→ Description of the task: Your task is to output all the records below, word for word.

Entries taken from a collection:
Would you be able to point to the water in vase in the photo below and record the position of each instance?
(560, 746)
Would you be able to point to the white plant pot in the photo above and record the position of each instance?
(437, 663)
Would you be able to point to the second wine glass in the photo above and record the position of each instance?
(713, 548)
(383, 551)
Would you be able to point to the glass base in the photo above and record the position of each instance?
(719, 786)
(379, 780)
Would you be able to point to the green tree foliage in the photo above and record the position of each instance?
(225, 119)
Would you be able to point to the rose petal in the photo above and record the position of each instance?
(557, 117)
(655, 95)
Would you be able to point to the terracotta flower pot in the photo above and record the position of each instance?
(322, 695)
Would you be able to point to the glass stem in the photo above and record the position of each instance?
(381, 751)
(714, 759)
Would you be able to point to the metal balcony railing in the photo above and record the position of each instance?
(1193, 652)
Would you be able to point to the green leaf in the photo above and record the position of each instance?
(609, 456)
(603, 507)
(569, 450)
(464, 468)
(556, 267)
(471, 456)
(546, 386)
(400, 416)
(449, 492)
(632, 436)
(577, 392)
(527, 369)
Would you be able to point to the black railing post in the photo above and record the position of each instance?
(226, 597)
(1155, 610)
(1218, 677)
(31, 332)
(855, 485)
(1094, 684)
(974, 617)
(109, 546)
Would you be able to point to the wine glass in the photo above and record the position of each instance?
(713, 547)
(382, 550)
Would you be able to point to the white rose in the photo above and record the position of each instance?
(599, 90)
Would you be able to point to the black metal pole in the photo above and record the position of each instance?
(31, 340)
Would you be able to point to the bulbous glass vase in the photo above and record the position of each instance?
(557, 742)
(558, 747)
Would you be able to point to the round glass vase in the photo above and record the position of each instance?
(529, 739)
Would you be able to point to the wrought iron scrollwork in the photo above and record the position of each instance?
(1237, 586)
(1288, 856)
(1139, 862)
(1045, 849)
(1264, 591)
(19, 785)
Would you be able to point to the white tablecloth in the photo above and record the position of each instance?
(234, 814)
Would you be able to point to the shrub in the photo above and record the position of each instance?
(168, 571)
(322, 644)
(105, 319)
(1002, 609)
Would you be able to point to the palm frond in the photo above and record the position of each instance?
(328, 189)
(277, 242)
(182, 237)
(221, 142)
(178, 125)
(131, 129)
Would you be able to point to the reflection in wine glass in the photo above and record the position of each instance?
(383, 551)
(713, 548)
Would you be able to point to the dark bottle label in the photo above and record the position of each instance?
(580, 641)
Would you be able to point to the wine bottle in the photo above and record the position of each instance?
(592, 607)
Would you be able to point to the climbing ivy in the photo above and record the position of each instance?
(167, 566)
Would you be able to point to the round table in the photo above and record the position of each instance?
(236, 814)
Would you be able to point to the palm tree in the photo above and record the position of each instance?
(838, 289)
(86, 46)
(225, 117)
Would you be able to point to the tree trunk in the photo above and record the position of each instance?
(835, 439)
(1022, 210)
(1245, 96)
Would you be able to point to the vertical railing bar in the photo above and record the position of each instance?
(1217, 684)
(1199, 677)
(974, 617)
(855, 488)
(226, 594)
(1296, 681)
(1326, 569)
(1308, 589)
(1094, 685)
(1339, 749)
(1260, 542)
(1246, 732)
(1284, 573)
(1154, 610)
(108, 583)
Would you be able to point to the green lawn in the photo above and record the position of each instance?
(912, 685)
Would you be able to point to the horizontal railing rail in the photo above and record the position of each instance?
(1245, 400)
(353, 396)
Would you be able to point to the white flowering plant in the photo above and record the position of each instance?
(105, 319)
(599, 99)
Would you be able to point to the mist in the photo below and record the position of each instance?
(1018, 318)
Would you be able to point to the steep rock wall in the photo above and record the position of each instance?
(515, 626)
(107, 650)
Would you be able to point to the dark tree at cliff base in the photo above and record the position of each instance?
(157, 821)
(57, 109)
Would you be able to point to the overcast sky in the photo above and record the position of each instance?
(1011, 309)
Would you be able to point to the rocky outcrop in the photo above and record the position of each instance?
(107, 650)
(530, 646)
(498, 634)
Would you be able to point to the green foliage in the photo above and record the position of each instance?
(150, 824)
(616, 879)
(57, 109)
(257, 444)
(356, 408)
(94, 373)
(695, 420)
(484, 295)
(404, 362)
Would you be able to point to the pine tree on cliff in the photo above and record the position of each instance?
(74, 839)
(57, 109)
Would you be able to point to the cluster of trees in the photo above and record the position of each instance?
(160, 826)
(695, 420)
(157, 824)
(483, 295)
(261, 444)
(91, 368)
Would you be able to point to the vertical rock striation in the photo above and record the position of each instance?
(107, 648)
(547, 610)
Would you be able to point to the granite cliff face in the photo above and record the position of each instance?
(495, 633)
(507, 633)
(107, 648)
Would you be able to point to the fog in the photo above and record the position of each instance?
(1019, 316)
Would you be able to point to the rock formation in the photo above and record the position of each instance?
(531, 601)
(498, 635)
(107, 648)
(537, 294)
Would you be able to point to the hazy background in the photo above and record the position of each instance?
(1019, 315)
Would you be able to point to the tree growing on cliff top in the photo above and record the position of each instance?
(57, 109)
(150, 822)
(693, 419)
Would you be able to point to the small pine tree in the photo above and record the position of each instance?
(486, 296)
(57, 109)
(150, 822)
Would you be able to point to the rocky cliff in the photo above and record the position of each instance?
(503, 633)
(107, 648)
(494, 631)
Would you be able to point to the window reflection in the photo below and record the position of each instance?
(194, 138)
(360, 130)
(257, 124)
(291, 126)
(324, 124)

→ Task response:
Would you be able to point to the water in vase in the photo below and record the position of each instance?
(560, 746)
Would you be able to point to the white plant pot in the photo above and record the position of each instance?
(437, 663)
Would you be able to point to the second wine glass in the photo above and record the position of each instance?
(713, 548)
(383, 551)
Would you be able to point to the glass base in the photo above and record the position of each instance?
(719, 786)
(379, 780)
Would you be able to point to the green tree foliage in the photo above and record the position of each instance?
(225, 119)
Would you be able to point to the rose petal in the photo above and record the position of each instance?
(557, 117)
(655, 95)
Would you be able to point to the terracotta flower pot in the photo above and record the position of each instance?
(322, 695)
Would you be able to point to the glass stem in the photo above and record the position of each instance?
(381, 751)
(714, 759)
Would you be able to point to the metal balcony railing in the photo above and record the position of each instance?
(1193, 652)
Would you be able to point to the green leaf in the photo above and record the position of each instance?
(609, 456)
(603, 507)
(569, 450)
(464, 468)
(556, 267)
(471, 456)
(546, 386)
(400, 416)
(449, 492)
(632, 436)
(577, 392)
(527, 369)
Would you be able to point to the black railing post in the photo above and record the position of each instance?
(226, 597)
(1155, 610)
(1218, 677)
(31, 332)
(855, 485)
(1094, 684)
(974, 617)
(109, 546)
Would you be able to point to the wine glass in the photo above and record the position of each instance?
(713, 547)
(382, 550)
Would you be able to point to the white rose in the photo above and record the position of each instance?
(599, 90)
Would you be able to point to the black metal pole in the photo above and record the position of each instance?
(31, 340)
Would you be able to point to the bulbous glass vase in the photo above and record the position of each instance?
(557, 742)
(558, 747)
Would you be able to point to the round glass vase in the photo above and record the position of each instance?
(529, 739)
Would you be able to point to the wrought iron scrollwork in the photo above and record the position of each instance?
(1237, 586)
(1288, 856)
(1139, 862)
(1045, 849)
(1264, 591)
(19, 785)
Would you be able to point to the white tablecloth in the photo above and record the position of each instance?
(234, 814)
Would you be able to point to the shrub in the photo above and record the position of each instance?
(168, 571)
(322, 644)
(105, 319)
(1002, 609)
Would you be able to point to the palm frond in the photo above and record the position of each instance?
(328, 189)
(277, 242)
(182, 237)
(221, 142)
(178, 125)
(131, 129)
Would you be able to point to the reflection in wine glass in the photo above and record the position of each instance?
(383, 551)
(713, 548)
Would you be able to point to the dark bottle label in the photo above and record the position of each instance?
(580, 641)
Would you be able to point to the wine bottle in the photo above and record the position of each instance?
(592, 607)
Would you be able to point to the climbing ivy in the photo above and record the position of each instance?
(167, 566)
Would you be able to point to the round table in the photo above and record the position of each instance?
(236, 814)
Would you be able to point to the palm tree in the photo above and record the position of each instance?
(838, 289)
(86, 46)
(225, 117)
Would you be able to point to the tree trunk in the photo above and record the position of each instance?
(835, 439)
(1022, 210)
(1245, 96)
Would you be able to point to the vertical railing bar in the photo above and record the position of each instance?
(1217, 684)
(1199, 677)
(974, 617)
(855, 488)
(226, 594)
(1296, 681)
(1326, 569)
(1308, 589)
(1094, 685)
(1339, 749)
(1260, 542)
(1246, 732)
(1284, 573)
(1154, 610)
(108, 583)
Would you be able to point to the green lawn in the photo above and record the position of each instance?
(912, 685)
Would you be able to point to the horizontal railing rail in the photo above and record the position of each instance?
(1245, 400)
(353, 396)
Would you be able to point to the white flowering plant in the photo above and record the position of each instance?
(105, 319)
(599, 99)
Would you be able to point to the mist in the photo below and record the position of each instance?
(1018, 318)
Would you be able to point to the steep rock wall in the photo above and record the position of each instance?
(515, 626)
(107, 650)
Would you be able to point to the dark tree at cliff base in the photo above and record the position of each instance?
(157, 821)
(57, 109)
Would you be able to point to the overcast sky in the photo above and record the position of each instance?
(1011, 309)
Would you be able to point to the rocky outcrop in the photo above and record the position of each instance?
(107, 650)
(530, 646)
(498, 634)
Would you be able to point to the green foliage in the photo above and record the position of each instance?
(150, 824)
(616, 879)
(57, 109)
(257, 444)
(356, 408)
(94, 373)
(695, 420)
(484, 295)
(404, 362)
Would you be able to point to the pine tree on cliff in the photo above and record the position of each instance?
(74, 839)
(57, 109)
Would you be able to point to the cluster of trees in the photo above and record the position of each instance?
(160, 826)
(695, 420)
(157, 824)
(483, 295)
(261, 444)
(91, 368)
Would you be able to point to the vertical rock striation in the photo above and record the position of each instance?
(107, 648)
(547, 610)
Would you be able to point to the granite cliff face in the photo above and record the position of each instance?
(495, 633)
(507, 633)
(107, 648)
Would you be able to point to the fog in the photo above and record the position of each instance?
(1019, 316)
Would you be able to point to the rock formation in the photo above and record the position of each instance?
(531, 601)
(498, 635)
(107, 648)
(537, 294)
Would you be able to point to the hazy background in the photo above and record the position of each instance?
(1019, 315)
Would you be able to point to the tree growing on cliff top in the photo above and record the position of each instance?
(57, 109)
(150, 822)
(693, 419)
Would you be able to point to the small pine tree in the photo above and record the position of each instance?
(486, 296)
(57, 109)
(150, 822)
Would you be able to point to the rocky cliff in the photo above and record the position of each instance?
(503, 633)
(107, 648)
(494, 631)
Would you be able to point to the window reflection in the photo below and record the position of each instance?
(194, 138)
(360, 130)
(257, 124)
(291, 126)
(324, 124)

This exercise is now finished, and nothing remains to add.